• _TASK OBJECTIVE_
Transcribe every item below line for line, without changing anything.

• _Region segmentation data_
-*-*-
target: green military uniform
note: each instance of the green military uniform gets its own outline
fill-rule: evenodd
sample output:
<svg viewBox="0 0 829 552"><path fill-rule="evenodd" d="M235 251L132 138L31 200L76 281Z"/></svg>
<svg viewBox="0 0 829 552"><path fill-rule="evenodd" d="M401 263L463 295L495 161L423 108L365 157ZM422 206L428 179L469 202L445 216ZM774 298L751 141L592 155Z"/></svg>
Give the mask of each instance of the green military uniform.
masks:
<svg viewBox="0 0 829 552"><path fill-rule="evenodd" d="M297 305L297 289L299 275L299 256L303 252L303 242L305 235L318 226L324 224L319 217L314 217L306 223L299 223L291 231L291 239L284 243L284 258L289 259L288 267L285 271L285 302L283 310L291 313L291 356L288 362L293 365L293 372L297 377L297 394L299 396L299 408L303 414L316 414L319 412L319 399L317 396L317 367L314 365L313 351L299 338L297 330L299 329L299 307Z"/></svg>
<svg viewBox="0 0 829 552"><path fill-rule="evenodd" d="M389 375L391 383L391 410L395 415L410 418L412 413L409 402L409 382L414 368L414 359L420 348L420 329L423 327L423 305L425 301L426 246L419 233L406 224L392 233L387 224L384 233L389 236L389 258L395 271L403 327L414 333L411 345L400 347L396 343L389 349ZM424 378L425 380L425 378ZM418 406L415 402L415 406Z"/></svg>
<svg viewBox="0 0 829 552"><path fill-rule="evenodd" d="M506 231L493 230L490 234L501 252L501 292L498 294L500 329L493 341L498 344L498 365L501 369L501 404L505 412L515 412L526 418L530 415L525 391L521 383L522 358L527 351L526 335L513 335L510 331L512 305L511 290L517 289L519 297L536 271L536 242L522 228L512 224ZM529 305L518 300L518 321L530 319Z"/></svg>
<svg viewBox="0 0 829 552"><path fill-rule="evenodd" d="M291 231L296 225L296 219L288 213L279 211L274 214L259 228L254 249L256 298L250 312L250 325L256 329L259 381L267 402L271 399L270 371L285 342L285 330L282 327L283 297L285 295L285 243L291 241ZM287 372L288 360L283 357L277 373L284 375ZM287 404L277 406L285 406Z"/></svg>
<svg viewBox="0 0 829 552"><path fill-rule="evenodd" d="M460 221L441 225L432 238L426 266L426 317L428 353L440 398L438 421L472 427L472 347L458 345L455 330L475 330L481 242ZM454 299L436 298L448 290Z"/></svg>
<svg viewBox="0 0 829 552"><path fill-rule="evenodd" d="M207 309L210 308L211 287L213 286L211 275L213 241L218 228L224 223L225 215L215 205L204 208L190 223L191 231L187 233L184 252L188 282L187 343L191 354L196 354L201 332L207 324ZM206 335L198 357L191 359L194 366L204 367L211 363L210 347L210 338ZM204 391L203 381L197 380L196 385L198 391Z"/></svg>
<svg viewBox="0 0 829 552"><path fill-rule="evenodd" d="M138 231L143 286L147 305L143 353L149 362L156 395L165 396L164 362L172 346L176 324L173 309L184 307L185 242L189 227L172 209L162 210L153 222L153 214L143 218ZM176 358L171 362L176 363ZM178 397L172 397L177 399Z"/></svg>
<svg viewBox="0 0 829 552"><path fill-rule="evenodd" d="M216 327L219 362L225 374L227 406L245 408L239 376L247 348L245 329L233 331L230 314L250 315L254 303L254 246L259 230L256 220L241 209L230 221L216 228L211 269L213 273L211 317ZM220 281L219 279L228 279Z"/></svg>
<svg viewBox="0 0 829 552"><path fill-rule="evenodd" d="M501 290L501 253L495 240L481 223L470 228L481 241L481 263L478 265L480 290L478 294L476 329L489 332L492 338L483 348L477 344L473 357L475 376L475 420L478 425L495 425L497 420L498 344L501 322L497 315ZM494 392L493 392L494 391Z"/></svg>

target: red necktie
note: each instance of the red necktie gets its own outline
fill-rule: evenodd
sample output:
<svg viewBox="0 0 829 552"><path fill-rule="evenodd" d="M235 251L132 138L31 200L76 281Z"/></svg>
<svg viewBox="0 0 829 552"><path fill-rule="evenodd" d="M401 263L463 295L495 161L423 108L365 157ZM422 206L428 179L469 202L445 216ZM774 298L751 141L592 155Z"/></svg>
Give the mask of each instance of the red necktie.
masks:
-*-*-
• _FINISHED TASK_
target: green military uniform
note: each instance of the green military uniform gets its own outline
fill-rule: evenodd
sample output:
<svg viewBox="0 0 829 552"><path fill-rule="evenodd" d="M235 251L132 138L31 200L76 281Z"/></svg>
<svg viewBox="0 0 829 552"><path fill-rule="evenodd" d="M401 263L463 295L495 161L423 108L365 157ZM422 206L428 179L469 202L445 216ZM774 298L751 141L592 155Z"/></svg>
Give the mask of each instance of the green military uniform.
masks:
<svg viewBox="0 0 829 552"><path fill-rule="evenodd" d="M297 305L297 289L299 275L299 256L303 252L303 242L305 235L318 226L324 224L319 217L314 217L306 223L299 223L291 231L291 239L284 243L284 258L289 259L288 267L285 271L285 302L283 310L291 313L291 356L288 362L293 365L293 372L297 377L297 394L299 396L299 408L303 414L316 414L319 412L319 399L317 396L317 367L314 365L313 351L299 338L297 330L299 329L299 307Z"/></svg>
<svg viewBox="0 0 829 552"><path fill-rule="evenodd" d="M389 375L391 383L391 410L395 415L410 418L412 413L409 402L409 382L414 368L414 359L420 348L420 329L423 327L423 305L425 301L426 246L419 233L406 224L392 233L387 224L384 233L389 236L389 258L395 271L403 327L414 333L411 345L400 347L396 343L389 349ZM424 378L425 380L425 378ZM418 406L415 402L415 406Z"/></svg>
<svg viewBox="0 0 829 552"><path fill-rule="evenodd" d="M506 231L493 230L490 234L501 252L501 292L498 294L500 329L493 341L498 344L498 365L501 369L501 404L505 412L515 412L526 418L530 415L525 391L521 383L522 358L527 351L526 335L513 335L510 331L512 305L511 290L517 289L519 297L536 271L536 242L522 228L512 224ZM529 305L518 300L518 321L530 319Z"/></svg>
<svg viewBox="0 0 829 552"><path fill-rule="evenodd" d="M291 231L296 225L296 219L288 213L279 211L274 214L259 228L254 249L256 298L250 312L250 325L256 329L259 381L267 402L271 399L270 371L285 342L285 330L282 327L283 297L285 295L285 243L291 241ZM287 372L288 360L283 357L277 373L284 375ZM287 404L277 406L285 406Z"/></svg>
<svg viewBox="0 0 829 552"><path fill-rule="evenodd" d="M460 221L441 225L432 238L426 266L426 317L428 353L440 398L438 421L472 427L472 347L458 345L455 330L475 330L481 242ZM454 299L436 298L448 290Z"/></svg>
<svg viewBox="0 0 829 552"><path fill-rule="evenodd" d="M207 309L210 308L211 287L213 286L211 275L213 241L218 228L224 223L225 215L215 205L204 208L190 223L191 231L187 233L184 252L188 282L187 343L191 354L196 354L201 332L207 324ZM206 335L198 357L191 359L194 366L204 367L211 363L210 347L210 338ZM204 391L203 381L197 380L196 385L198 391Z"/></svg>
<svg viewBox="0 0 829 552"><path fill-rule="evenodd" d="M138 231L143 286L147 305L143 353L149 362L156 395L165 396L164 362L172 346L176 324L173 309L184 307L185 242L189 227L172 209L162 210L153 222L153 214L143 218ZM176 358L171 362L176 363ZM178 397L172 397L177 399Z"/></svg>
<svg viewBox="0 0 829 552"><path fill-rule="evenodd" d="M216 327L219 362L225 374L227 406L245 408L239 376L247 348L245 329L233 331L230 314L250 315L254 303L254 246L259 230L256 220L241 209L230 221L216 228L211 269L213 273L211 317ZM220 281L219 279L228 279Z"/></svg>
<svg viewBox="0 0 829 552"><path fill-rule="evenodd" d="M501 290L501 253L495 240L481 223L470 228L481 241L481 263L478 265L480 290L478 294L476 329L489 332L492 338L483 348L477 344L473 357L475 376L475 420L478 425L495 425L497 420L498 344L501 322L497 315ZM494 392L493 392L494 391Z"/></svg>

target: red necktie
note: each instance of the red necktie gets its own outline
fill-rule: evenodd
sample output:
<svg viewBox="0 0 829 552"><path fill-rule="evenodd" d="M235 251L132 138L31 200L76 281Z"/></svg>
<svg viewBox="0 0 829 552"><path fill-rule="evenodd" d="M401 263L463 295L495 161L423 108L365 157ZM422 206L428 179L469 202L445 216ZM774 298L751 141L592 155Z"/></svg>
Give the mask of each instance of the red necktie.
masks:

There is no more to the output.